▶ Aim 1
From the records, select every line that contains the word "insole". Case matters.

▶ Extract provided
⟨
As with the arrangement of Figure 22, an advantage is that the risk of damaging the aft spigot during stripping of the fan disc from the shaft has now been reduced by removing the need for an interference fit. The risk of damaging the forward and aft spigots has been transferred onto separate components, which will be cheaper to replace compared with the whole fan disc. Also, no heat is required at the front and rear of the spline for disengagement of the spigot due to the spigot naturally disengaging with axial movement once the ring nut 2310 is removed.
A further alternative arrangement, which does not form part of the invention, is illustrated in Figure 24, which is similar to that in Figure 23, and with corresponding reference signs, but with the aft collar 2411 instead attached to the bore aft section 2406 by means of a plurality of bolts 2417 passing through flanges 2421, 2419 on the collar 2411 and bore aft section 2406 respectively. As with the examples of Figures 22 and 23, this arrangement removes the front and rear spigots and replaces them with two conical interfaces. When the ring nut 2410 at the front of the assembly 2400 is tightened, there is a positive location of the bore aft section 2406 of the fan disc onto the fan shaft 2402 to transfer radial load via the tapered interface 2423. The aft collar 2411 is bolted onto the bore aft section 2406 prior to engine assembly. The forward collar 2412 is positioned before the nut 2410 is assembled. The forward collar 2412 has a matching cone with the front of the disc 2401 which also engages when the nut 2410 is tightened. A transition fit spigot may be applied between the collar 2412 and the steel fan shaft spigot 2415 to allow axial movement of the collar 2412 during build, and for the steel spigot 2415 to grow into contact with the collar 2412 during engine running.
As with the examples in Figures 22 and 23, an advantage of the arrangement in Figure 24 is that the risk of damaging the aft spigot during stripping of the fan disc from the shaft has now been reduced by removing the need for an interference fit. The risk of damaging the forward and aft spigots has been transferred onto separate components which will be cheaper to replace compared with the whole fan disc. Also, no heat is required at the front and rear of the spline for disengagement of the spigot due to the spigot naturally disengaging with axial movement.
A further alternative assembly 2500, which does not form part of the invention, is illustrated in Figure 25. This arrangement is similar to the assembly 2100 in Figure 21, and has reference signs numbered accordingly. As in Figure 21, the inner and outer spigot features are reversed. i.e. whereas in the conventional arrangement in Figures 3-5 outer radial surfaces on the shaft are fitted against inner radial surfaces on the bore, in the arrangement in Figures 21 and 25 inner radial surfaces on the shaft are fitter against outer radial surfaces on the bore. The effect of this is that the fan disc does not need to be heated for the interference fits 2513, 2515 to be made. Instead, the shaft 2502 is heated before assembly with the fan disc 2501. For stripping the shaft from the fan disc, the shaft can be heated, for example via its internal bore, to disengage both spigot fits 2513, 2515 from the fan disc. An advantage of this is that the risk of damaging the aft spigot during a stripping operation has now been reduced.
⟩
▶ Aim 2
In the fan disc excerpt, how is the aft collar 2411 attached to the bore aft section 2406 in the arrangement of Figure 24?

▶ Source records
⟨
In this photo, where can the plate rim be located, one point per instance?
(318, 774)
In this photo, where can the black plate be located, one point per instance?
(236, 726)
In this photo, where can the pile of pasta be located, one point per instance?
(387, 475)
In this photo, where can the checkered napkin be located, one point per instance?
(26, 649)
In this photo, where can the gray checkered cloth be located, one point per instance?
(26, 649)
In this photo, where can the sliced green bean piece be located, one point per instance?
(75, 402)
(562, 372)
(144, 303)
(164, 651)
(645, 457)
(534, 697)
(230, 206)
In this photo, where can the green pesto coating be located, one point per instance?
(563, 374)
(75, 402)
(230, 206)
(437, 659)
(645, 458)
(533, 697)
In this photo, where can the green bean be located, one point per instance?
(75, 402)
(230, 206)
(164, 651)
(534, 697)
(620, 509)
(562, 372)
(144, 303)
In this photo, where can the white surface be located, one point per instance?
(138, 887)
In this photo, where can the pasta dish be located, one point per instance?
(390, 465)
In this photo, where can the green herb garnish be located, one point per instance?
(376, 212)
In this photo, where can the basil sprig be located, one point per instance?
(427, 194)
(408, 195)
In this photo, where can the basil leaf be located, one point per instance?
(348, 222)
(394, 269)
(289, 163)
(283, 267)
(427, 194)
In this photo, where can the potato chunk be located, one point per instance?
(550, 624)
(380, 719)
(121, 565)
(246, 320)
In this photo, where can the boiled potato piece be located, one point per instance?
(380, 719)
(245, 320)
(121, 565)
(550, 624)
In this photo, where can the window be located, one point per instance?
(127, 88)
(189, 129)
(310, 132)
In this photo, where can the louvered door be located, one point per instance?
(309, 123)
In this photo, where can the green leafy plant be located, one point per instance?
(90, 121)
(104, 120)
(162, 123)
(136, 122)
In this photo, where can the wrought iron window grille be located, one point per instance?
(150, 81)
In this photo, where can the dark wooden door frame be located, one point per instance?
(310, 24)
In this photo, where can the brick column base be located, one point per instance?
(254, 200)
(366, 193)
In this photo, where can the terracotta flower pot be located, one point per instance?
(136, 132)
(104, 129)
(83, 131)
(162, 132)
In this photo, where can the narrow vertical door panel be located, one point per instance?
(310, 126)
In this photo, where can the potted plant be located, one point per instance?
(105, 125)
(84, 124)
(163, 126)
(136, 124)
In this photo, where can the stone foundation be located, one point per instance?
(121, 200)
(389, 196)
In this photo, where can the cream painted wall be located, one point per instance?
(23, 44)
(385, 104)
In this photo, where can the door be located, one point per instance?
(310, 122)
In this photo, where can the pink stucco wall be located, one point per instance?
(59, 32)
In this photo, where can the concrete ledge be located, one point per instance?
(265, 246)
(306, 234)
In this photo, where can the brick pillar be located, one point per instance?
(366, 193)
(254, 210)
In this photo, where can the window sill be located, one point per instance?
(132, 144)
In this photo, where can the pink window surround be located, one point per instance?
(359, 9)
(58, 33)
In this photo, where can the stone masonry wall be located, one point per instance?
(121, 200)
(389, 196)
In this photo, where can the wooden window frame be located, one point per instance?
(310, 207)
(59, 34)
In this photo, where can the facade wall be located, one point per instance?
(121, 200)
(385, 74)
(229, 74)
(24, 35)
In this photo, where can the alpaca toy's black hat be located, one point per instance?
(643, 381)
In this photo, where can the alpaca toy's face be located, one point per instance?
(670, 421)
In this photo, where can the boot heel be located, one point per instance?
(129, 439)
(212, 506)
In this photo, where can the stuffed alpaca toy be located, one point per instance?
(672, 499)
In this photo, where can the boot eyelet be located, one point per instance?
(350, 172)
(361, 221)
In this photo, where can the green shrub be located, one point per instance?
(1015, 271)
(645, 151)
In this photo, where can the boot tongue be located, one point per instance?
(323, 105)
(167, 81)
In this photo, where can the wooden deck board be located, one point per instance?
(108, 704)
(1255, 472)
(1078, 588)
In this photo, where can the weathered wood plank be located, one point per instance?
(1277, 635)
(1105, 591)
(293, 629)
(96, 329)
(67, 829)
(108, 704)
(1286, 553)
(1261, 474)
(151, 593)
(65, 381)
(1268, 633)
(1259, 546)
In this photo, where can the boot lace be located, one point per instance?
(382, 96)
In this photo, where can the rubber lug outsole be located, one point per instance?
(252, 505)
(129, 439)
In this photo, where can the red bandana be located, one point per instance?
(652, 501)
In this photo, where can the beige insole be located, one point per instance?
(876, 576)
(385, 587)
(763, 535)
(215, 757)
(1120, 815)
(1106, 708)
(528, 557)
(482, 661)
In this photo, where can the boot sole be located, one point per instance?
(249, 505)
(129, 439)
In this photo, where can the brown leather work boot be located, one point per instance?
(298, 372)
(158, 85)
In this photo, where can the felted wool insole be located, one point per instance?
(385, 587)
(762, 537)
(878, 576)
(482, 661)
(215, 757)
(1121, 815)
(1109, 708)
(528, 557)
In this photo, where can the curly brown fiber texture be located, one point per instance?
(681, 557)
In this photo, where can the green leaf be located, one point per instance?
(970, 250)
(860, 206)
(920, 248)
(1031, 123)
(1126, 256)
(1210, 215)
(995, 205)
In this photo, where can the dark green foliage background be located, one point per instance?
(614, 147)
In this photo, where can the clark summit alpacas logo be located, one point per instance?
⟩
▶ Result 1
In this photo, where can the beige insole be located, one point per instance?
In this photo, where can the felted wool insole be located, one point per instance?

▶ Result 2
It is attached by a plurality of bolts 2417 that pass through flanges 2421 and 2419 on the collar 2411 and the bore aft section 2406, respectively.